» Work to complete
Output the data below in full, byte for byte. Nothing may differ.

» Supplied entries
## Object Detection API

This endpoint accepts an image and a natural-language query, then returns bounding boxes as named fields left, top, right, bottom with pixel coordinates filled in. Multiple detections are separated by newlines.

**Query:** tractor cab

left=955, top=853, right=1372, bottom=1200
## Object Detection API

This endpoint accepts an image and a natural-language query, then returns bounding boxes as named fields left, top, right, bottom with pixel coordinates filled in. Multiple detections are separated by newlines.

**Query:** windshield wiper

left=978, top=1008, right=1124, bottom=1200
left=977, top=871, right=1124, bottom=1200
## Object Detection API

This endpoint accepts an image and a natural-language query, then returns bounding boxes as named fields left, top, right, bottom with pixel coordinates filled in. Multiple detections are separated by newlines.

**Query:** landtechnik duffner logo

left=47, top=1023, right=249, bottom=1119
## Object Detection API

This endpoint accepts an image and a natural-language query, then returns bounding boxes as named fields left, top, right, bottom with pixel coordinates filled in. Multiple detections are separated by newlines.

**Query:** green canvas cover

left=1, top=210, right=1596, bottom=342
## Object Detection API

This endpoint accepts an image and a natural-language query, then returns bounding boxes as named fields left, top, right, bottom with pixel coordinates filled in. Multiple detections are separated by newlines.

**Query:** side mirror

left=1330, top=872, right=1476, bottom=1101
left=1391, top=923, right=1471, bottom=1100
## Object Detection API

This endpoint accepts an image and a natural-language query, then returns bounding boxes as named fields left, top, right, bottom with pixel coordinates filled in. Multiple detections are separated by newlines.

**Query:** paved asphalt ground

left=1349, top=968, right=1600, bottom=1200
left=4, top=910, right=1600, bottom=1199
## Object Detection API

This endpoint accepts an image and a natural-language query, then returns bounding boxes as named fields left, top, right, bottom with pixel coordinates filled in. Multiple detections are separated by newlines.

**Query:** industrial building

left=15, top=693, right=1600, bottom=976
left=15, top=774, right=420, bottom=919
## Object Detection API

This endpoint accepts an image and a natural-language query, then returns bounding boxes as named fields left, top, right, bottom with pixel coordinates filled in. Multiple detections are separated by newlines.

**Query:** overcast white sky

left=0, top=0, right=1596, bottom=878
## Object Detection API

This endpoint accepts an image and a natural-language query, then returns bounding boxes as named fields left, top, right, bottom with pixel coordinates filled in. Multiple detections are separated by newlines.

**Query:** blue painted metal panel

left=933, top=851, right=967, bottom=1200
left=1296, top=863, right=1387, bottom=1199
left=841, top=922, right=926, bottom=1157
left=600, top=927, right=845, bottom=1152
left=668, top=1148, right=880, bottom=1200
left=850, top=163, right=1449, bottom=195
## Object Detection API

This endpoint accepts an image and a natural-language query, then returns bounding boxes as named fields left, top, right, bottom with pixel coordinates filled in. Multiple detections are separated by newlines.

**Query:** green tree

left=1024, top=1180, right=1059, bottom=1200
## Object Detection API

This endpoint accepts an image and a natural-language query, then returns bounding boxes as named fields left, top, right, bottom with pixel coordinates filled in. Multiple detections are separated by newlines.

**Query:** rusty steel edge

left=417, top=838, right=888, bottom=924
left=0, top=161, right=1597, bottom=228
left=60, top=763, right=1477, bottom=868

» Response area
## Object Detection API

This endpoint accepts an image and a natural-language query, then returns bounding boxes as named fields left, top, right, bottom with pixel coordinates filled in. Multiple detections are separated by newlines.

**Query:** tractor cab

left=955, top=853, right=1372, bottom=1200
## Object Detection API

This endpoint accepts an image and a natural-language query, then returns bounding boxes as named fields left, top, right, bottom with pixel coordinates filled in. Multiple detections are separated by newlines.

**Query:** windshield wiper

left=978, top=1008, right=1124, bottom=1200
left=977, top=871, right=1124, bottom=1200
## Object Detection API

This endpoint accepts an image and a natural-language query, then returns bounding boxes as named fields left, top, right, bottom with pixel coordinates filled in. Multiple detections are separated by newlines.

**Query:** landtechnik duffner logo

left=47, top=1023, right=249, bottom=1119
## Object Detection API

This endpoint accepts an image and a natural-language query, then returns bounding boxes as named fields left, top, right, bottom with pixel coordinates filled in. Multiple detections are separated by newlines.

**Query:** green canvas cover

left=1, top=210, right=1596, bottom=342
## Object Detection API

This endpoint accepts an image and a natural-language query, then returns bounding boxes as named fields left, top, right, bottom with pixel coordinates filled in. Multiple detections are separated by newlines.

**Query:** side mirror

left=1330, top=872, right=1476, bottom=1101
left=1391, top=923, right=1471, bottom=1100
## Object Detection API

This endpoint accepts an image and a natural-language query, then returns bounding boxes as named fields left, top, right, bottom with pixel coordinates filled in. Multiple detections are separated by newlines.

**Query:** paved asphalt ground

left=1349, top=968, right=1600, bottom=1200
left=4, top=910, right=1600, bottom=1199
## Object Detection API

This endpoint accepts an image and a natural-language query, then returns bounding boxes as named fields left, top, right, bottom with pixel coordinates filled in. Multiple detections are separated by newlines.

**Query:** industrial building

left=15, top=693, right=1600, bottom=976
left=15, top=774, right=420, bottom=919
## Object Detection API

This endpoint accepts an image and a natural-language query, then returns bounding boxes as named fields left, top, right, bottom with pixel coordinates filled in. Multiple detections are separated by newlines.

**Query:** overcast white sky

left=0, top=0, right=1596, bottom=878
## Object Detection API

This endpoint accepts an image and a natural-language query, then returns bounding boxes as named fields left, top, right, bottom with pixel coordinates filled in. Multiple detections are separated by newlines.

**Query:** blue painted metal panel

left=933, top=851, right=967, bottom=1200
left=1296, top=863, right=1387, bottom=1199
left=841, top=922, right=926, bottom=1157
left=600, top=927, right=845, bottom=1152
left=668, top=1148, right=880, bottom=1200
left=850, top=163, right=1449, bottom=195
## Object Detection API

This endpoint accepts an image and a natural-language query, then returns bounding boxes as named fields left, top, right, bottom with pixel coordinates filled in. Multiple detections are separated by newlines.

**Query:** green tree

left=1024, top=1180, right=1059, bottom=1200
## Object Detection API

This endpoint accepts an image and a natural-language query, then returns bounding boxes as named fields left, top, right, bottom with pixel coordinates filled in. Multiple detections are separated by newlines.

**Query:** rusty steel edge

left=417, top=838, right=888, bottom=924
left=0, top=161, right=1597, bottom=228
left=60, top=763, right=1477, bottom=868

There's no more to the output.